» ASSIGNED TASK: All records, minus the pictures: write them out exactly.

Records from a collection:
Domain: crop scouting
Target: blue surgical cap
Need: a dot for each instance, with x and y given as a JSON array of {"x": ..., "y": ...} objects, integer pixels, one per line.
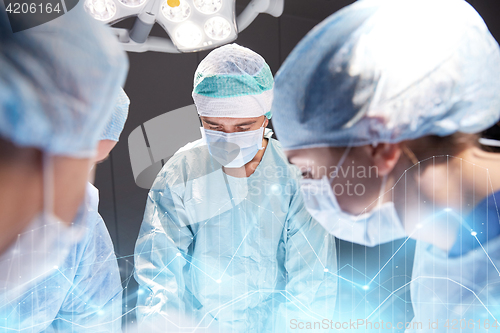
[
  {"x": 389, "y": 71},
  {"x": 115, "y": 125},
  {"x": 58, "y": 83},
  {"x": 233, "y": 81}
]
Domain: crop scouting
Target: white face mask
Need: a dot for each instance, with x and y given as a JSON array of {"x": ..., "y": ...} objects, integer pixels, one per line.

» TASK ANSWER:
Domain: crop scouting
Target: blue surgical cap
Need: a dot for each instance, with x and y given as a JSON array of {"x": ..., "y": ...} objects, integer pixels, one per line.
[
  {"x": 389, "y": 71},
  {"x": 115, "y": 125},
  {"x": 58, "y": 83},
  {"x": 233, "y": 81}
]
Domain: crop scouting
Target: white face mask
Need: a dot for each instance, with x and y given as a JSON array of {"x": ..., "y": ...} objects, integer pixels, one per line.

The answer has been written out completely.